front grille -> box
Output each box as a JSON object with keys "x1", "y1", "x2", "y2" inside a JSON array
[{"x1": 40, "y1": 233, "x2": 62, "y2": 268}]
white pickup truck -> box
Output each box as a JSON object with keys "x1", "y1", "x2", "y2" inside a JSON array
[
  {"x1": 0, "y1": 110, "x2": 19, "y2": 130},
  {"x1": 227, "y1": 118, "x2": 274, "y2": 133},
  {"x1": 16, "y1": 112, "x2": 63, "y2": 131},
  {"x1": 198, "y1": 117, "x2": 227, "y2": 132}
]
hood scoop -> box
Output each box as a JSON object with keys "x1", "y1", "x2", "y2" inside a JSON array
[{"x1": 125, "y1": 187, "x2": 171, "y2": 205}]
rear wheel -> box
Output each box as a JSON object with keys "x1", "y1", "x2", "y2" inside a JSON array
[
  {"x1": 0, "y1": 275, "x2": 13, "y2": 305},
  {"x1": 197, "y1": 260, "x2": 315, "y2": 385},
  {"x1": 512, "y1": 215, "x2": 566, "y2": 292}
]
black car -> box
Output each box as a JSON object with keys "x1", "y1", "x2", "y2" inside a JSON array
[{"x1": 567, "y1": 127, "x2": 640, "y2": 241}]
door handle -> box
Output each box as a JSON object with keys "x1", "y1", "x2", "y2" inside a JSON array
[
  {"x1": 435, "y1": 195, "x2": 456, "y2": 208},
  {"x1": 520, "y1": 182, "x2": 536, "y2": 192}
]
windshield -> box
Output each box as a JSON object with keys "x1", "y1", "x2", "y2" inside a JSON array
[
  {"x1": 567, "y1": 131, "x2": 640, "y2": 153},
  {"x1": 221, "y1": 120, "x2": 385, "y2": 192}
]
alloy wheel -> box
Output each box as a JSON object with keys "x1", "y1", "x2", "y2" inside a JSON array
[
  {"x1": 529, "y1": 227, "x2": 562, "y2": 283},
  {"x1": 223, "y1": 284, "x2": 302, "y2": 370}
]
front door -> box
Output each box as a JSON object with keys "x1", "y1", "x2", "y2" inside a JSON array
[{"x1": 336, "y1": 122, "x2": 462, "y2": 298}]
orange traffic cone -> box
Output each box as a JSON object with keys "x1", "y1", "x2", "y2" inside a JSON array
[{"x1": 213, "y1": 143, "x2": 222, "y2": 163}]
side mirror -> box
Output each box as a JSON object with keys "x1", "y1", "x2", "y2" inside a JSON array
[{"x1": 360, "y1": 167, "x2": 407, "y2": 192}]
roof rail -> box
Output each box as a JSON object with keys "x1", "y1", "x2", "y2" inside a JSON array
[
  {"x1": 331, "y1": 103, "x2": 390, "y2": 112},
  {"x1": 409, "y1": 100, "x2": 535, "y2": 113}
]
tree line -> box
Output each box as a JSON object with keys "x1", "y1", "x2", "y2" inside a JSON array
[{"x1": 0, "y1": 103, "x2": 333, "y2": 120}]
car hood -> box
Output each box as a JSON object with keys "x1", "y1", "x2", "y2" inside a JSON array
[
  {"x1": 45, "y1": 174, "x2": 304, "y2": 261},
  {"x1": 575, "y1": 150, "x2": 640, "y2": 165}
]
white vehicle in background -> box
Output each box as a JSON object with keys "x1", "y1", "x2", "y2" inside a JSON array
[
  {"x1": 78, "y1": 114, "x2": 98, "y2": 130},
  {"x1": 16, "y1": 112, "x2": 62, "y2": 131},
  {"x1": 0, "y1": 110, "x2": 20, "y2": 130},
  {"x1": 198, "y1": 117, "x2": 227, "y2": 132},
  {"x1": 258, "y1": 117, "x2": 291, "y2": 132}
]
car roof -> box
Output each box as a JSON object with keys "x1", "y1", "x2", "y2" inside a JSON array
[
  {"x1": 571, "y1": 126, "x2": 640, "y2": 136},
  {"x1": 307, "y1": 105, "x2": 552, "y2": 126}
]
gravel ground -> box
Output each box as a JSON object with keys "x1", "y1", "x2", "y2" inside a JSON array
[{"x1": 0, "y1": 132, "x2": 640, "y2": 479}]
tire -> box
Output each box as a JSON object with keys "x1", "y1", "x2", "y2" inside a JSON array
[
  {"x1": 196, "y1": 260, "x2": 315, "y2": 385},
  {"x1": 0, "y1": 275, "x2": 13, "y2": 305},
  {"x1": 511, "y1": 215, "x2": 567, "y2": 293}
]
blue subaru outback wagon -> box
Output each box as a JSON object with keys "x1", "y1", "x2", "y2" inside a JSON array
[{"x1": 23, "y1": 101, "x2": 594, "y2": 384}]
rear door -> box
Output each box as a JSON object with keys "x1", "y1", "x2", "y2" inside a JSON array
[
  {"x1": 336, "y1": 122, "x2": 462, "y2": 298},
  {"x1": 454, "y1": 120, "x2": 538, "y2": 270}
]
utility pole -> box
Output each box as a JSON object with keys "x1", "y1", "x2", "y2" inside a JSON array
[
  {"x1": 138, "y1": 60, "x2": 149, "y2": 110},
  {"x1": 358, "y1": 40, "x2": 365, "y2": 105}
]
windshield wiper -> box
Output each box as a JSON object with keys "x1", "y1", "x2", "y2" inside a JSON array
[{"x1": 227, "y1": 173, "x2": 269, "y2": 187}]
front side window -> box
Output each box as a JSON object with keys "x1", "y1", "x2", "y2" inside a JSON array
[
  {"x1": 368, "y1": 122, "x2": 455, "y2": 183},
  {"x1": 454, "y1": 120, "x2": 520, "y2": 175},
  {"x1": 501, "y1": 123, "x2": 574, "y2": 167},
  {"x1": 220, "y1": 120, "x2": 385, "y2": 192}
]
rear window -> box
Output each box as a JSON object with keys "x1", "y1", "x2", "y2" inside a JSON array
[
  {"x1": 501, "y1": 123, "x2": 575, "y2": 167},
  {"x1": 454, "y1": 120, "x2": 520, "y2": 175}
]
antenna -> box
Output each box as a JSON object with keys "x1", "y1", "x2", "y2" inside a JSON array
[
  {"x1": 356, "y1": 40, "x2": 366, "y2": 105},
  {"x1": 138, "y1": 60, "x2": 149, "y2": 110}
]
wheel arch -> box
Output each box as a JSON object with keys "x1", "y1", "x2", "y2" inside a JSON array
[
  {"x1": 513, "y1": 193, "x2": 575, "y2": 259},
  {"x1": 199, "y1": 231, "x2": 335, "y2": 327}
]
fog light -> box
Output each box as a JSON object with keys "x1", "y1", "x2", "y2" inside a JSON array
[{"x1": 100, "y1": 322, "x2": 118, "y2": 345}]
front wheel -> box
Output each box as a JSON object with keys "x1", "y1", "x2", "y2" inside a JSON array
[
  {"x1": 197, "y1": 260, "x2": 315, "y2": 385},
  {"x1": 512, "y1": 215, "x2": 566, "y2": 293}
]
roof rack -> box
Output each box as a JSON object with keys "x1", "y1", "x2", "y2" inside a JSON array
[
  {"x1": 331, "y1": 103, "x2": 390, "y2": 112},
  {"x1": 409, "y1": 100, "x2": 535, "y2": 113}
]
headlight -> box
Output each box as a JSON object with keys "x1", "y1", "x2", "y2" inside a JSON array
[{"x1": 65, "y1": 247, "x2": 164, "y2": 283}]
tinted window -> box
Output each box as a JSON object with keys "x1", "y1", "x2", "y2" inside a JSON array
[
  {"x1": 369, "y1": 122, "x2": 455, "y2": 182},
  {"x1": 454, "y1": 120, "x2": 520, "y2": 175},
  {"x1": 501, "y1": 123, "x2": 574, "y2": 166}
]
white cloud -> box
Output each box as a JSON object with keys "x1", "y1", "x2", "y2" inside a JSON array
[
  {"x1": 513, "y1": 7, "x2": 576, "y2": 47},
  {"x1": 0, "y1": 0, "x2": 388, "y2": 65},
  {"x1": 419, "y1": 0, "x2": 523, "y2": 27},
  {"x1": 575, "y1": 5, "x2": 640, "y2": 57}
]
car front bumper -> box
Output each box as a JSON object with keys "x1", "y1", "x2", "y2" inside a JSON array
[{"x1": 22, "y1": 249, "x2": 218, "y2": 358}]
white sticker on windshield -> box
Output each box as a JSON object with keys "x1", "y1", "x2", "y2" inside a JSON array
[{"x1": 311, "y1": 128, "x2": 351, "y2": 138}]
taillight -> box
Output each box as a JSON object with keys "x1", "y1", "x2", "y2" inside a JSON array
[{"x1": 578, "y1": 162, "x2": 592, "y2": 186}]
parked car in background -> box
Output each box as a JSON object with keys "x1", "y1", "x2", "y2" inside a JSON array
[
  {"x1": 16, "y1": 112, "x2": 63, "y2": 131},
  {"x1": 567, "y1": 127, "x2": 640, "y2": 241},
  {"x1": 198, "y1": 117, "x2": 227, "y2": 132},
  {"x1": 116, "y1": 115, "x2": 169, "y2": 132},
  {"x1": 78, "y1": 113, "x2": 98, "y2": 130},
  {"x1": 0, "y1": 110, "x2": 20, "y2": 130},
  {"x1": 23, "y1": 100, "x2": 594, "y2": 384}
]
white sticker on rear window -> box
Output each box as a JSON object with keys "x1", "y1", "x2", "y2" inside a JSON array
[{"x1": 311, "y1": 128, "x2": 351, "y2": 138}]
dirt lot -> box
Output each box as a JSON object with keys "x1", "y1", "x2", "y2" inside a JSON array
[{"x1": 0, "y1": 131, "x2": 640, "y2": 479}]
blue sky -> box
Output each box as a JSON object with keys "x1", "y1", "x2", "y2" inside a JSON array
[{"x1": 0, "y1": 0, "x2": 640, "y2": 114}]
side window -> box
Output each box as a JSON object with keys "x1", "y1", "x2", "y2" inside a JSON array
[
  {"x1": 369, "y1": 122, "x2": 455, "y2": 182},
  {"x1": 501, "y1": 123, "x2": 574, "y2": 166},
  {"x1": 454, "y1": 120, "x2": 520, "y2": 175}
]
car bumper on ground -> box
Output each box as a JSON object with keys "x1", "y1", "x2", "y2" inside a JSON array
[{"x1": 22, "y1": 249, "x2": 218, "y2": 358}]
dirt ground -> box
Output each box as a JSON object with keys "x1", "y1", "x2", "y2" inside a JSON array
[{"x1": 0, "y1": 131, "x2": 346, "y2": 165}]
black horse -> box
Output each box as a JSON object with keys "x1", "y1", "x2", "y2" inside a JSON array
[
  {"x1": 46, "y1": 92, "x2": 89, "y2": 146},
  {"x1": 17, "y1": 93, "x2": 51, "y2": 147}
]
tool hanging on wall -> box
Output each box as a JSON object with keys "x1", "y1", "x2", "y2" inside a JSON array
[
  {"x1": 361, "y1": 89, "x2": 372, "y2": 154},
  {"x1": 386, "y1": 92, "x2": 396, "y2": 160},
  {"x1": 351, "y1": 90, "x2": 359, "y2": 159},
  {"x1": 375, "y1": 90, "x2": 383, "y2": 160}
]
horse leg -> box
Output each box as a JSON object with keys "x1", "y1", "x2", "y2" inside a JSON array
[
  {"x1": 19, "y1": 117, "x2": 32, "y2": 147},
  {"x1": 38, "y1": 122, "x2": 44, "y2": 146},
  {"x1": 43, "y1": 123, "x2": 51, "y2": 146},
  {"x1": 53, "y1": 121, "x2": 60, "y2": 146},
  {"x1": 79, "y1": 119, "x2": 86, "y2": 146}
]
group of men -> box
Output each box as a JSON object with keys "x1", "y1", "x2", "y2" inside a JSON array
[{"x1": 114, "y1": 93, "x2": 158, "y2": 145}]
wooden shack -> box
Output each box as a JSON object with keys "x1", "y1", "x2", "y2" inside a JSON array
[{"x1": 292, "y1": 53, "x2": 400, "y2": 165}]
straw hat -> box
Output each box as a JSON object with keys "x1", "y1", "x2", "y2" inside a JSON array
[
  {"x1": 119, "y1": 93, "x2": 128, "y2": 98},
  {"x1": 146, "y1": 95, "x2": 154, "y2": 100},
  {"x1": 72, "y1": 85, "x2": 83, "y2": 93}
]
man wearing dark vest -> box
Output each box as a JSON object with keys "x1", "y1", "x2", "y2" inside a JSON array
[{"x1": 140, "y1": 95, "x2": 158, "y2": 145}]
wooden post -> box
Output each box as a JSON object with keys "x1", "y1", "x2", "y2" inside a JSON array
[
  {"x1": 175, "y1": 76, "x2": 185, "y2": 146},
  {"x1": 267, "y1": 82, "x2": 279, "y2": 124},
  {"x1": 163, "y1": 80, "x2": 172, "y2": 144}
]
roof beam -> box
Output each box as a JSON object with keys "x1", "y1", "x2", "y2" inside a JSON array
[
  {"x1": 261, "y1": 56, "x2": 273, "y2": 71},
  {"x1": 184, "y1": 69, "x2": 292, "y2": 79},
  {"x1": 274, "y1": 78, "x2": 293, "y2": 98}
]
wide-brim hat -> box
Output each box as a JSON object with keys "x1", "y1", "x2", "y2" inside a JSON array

- _The request_: Only the lines from the one containing "man wearing dark vest -> box" through the end of the material should be reproduced, exactly, with both ends included.

- _Completed exercise_:
man wearing dark vest -> box
Output each box as a JSON object with keys "x1", "y1", "x2", "y2" inside a JSON array
[{"x1": 140, "y1": 95, "x2": 158, "y2": 145}]
wooden post -> box
Output each box as a JSON object with keys "x1", "y1", "x2", "y2" inside a JSON array
[
  {"x1": 175, "y1": 76, "x2": 185, "y2": 146},
  {"x1": 267, "y1": 82, "x2": 279, "y2": 124},
  {"x1": 163, "y1": 80, "x2": 172, "y2": 144}
]
roof beam -> box
Output each box as a JSON object with keys "x1", "y1", "x2", "y2" inside a JSON array
[
  {"x1": 261, "y1": 56, "x2": 273, "y2": 71},
  {"x1": 184, "y1": 69, "x2": 292, "y2": 79},
  {"x1": 274, "y1": 78, "x2": 293, "y2": 98}
]
wide-brim hat -> box
Output each box as a JSON object with keys "x1", "y1", "x2", "y2" inside a JSON array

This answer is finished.